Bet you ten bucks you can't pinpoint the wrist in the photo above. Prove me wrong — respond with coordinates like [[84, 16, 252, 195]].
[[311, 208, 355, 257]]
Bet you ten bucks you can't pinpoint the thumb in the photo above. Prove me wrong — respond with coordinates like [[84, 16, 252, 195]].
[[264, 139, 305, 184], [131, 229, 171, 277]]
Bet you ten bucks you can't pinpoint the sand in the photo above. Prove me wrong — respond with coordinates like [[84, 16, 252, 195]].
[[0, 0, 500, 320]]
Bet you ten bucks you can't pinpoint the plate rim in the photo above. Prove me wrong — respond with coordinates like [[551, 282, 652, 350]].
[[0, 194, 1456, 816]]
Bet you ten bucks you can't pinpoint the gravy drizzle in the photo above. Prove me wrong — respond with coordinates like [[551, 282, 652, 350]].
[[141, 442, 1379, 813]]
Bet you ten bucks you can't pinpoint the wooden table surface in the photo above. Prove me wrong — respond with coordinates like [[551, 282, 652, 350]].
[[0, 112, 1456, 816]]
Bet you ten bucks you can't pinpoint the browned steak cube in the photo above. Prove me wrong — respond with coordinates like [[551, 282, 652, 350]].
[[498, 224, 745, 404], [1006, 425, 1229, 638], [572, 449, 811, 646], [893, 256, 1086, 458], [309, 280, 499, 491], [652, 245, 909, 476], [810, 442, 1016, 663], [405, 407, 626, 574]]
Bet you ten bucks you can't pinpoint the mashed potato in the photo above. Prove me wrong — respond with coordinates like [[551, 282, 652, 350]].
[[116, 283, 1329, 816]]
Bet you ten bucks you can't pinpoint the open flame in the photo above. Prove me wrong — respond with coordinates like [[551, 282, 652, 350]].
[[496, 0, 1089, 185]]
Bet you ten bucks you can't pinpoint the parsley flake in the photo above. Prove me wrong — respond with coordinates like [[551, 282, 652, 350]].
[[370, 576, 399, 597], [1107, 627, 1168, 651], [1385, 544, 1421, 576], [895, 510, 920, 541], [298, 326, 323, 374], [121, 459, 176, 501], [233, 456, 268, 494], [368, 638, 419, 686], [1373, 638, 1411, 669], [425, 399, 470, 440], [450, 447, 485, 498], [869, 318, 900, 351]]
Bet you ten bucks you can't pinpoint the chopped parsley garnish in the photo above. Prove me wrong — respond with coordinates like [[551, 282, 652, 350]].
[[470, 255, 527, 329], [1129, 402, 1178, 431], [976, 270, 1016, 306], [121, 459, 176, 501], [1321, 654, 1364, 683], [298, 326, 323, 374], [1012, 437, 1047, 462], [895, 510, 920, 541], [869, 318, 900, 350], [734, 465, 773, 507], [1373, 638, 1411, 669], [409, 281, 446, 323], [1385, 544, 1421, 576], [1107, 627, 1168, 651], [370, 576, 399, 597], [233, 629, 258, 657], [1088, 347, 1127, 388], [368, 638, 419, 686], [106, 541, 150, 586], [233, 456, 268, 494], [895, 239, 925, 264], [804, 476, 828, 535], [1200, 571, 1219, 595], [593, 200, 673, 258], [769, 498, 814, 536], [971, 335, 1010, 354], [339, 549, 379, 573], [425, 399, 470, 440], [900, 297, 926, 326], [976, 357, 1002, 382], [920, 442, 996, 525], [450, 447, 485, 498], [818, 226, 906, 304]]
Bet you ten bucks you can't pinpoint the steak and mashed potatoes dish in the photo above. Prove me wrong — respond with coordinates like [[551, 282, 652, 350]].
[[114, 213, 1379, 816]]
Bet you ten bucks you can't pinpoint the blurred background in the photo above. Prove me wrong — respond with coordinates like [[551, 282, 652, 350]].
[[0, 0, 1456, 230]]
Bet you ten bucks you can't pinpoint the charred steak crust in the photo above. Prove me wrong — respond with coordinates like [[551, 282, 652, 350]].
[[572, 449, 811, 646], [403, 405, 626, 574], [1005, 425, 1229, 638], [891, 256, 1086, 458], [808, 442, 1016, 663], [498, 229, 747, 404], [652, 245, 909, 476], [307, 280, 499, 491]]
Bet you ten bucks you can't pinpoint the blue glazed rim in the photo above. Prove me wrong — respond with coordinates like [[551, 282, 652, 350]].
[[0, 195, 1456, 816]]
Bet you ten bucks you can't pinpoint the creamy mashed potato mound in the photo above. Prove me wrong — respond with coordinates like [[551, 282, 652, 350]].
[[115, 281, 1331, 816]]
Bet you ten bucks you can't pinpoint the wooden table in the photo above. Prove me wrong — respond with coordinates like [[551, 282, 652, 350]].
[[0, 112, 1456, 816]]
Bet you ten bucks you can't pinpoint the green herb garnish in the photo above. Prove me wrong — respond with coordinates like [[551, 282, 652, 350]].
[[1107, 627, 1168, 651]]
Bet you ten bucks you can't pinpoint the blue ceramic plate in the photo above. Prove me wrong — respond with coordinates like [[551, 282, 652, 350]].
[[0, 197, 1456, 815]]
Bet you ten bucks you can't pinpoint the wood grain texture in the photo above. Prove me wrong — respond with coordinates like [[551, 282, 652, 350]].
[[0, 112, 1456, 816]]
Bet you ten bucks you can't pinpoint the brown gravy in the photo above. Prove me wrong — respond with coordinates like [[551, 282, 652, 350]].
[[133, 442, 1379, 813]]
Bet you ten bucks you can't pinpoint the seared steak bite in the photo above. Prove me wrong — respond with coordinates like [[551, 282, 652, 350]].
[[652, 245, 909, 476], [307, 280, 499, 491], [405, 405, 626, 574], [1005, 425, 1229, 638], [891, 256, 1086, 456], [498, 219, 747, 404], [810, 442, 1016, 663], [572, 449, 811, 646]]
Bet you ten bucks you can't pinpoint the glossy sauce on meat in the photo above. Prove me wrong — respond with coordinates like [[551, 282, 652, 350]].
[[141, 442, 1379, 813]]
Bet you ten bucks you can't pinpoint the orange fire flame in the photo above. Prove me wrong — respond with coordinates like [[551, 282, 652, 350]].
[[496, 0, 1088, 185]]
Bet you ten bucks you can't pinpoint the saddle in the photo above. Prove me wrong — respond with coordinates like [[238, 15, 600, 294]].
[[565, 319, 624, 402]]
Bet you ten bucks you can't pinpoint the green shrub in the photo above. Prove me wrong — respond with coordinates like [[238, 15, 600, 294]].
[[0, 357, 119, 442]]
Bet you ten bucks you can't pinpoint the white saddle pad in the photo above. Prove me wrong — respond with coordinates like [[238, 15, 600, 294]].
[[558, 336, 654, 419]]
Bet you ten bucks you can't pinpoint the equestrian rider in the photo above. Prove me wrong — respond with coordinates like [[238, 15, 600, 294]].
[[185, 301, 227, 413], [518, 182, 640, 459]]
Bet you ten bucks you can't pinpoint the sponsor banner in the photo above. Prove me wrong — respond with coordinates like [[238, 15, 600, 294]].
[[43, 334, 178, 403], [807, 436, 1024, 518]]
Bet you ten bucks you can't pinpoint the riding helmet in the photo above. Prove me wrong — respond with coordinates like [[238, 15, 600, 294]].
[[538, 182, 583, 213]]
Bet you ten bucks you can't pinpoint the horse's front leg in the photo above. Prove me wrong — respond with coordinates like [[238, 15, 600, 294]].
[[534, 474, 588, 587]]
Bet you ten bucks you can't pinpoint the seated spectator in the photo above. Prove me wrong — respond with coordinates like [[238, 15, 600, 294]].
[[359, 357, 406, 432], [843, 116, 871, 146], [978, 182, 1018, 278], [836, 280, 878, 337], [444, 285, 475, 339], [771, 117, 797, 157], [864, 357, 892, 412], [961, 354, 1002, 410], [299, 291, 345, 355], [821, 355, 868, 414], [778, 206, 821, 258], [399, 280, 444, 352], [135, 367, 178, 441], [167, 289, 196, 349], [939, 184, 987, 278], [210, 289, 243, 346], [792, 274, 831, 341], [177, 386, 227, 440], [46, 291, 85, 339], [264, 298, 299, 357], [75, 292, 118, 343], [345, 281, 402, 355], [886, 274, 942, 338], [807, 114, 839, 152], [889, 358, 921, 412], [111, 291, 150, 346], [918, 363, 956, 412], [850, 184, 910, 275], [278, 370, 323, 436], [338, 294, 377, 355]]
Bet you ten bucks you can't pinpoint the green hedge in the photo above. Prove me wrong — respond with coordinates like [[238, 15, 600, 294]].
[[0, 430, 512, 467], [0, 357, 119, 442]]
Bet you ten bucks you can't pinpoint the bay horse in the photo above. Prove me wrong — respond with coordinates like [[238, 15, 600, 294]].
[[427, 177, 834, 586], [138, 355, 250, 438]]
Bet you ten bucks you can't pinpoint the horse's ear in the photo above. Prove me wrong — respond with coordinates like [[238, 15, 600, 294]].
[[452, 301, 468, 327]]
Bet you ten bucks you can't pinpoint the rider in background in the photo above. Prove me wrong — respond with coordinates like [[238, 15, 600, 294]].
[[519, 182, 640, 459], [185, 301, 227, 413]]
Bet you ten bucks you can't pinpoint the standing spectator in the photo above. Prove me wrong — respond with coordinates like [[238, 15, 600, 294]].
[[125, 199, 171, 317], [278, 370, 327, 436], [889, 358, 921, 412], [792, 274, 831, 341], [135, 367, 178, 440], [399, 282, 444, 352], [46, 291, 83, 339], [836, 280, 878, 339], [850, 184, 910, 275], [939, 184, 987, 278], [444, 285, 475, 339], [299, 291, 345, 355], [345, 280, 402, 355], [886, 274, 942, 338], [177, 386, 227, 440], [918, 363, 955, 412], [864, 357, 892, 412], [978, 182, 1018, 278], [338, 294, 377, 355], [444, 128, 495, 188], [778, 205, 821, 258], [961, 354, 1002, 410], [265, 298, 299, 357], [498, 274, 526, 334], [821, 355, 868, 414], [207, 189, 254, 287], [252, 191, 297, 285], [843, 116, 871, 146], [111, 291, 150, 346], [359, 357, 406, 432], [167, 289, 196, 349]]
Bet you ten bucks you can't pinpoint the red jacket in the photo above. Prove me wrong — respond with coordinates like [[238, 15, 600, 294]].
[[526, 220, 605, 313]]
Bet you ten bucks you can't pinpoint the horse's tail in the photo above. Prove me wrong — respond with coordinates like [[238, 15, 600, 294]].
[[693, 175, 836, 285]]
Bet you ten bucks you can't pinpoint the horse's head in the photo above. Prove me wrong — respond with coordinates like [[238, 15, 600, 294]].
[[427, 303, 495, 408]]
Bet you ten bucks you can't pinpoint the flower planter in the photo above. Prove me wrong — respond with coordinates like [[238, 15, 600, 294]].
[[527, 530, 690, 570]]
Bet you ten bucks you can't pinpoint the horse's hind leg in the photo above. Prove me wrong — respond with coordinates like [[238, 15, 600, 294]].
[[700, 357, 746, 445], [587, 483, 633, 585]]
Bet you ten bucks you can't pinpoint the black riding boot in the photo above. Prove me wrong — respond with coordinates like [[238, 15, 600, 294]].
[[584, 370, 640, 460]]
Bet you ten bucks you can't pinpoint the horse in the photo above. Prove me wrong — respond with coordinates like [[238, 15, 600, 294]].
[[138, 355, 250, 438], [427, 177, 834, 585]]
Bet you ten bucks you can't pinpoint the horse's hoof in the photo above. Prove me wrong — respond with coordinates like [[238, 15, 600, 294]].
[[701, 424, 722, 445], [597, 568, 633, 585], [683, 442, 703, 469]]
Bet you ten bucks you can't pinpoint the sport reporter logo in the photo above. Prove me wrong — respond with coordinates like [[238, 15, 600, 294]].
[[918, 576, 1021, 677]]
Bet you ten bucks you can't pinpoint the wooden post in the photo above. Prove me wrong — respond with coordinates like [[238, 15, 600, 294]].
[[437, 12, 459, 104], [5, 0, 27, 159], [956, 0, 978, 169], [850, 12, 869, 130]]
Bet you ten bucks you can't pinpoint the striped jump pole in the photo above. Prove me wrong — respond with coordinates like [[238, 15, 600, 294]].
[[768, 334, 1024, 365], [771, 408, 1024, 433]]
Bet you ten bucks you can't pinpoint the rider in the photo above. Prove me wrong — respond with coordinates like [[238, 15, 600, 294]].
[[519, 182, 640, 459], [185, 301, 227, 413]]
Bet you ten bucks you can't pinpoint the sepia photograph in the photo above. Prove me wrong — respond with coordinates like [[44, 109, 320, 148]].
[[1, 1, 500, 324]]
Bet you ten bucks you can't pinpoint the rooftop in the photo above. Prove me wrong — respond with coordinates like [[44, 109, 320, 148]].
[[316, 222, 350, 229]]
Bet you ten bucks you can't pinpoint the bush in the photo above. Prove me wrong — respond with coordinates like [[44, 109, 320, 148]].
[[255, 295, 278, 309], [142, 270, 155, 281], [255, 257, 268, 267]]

What the task requires — Retype the material exactly, from the line that contains "Bet you ten bucks you can't pinpoint the sand" up to and including the line that contains "[[0, 0, 500, 320]]".

Right answer —
Bet you ten bucks you can't pinpoint the sand in the photo above. Prove me wrong — respond with coordinates like [[84, 16, 252, 195]].
[[0, 0, 500, 320]]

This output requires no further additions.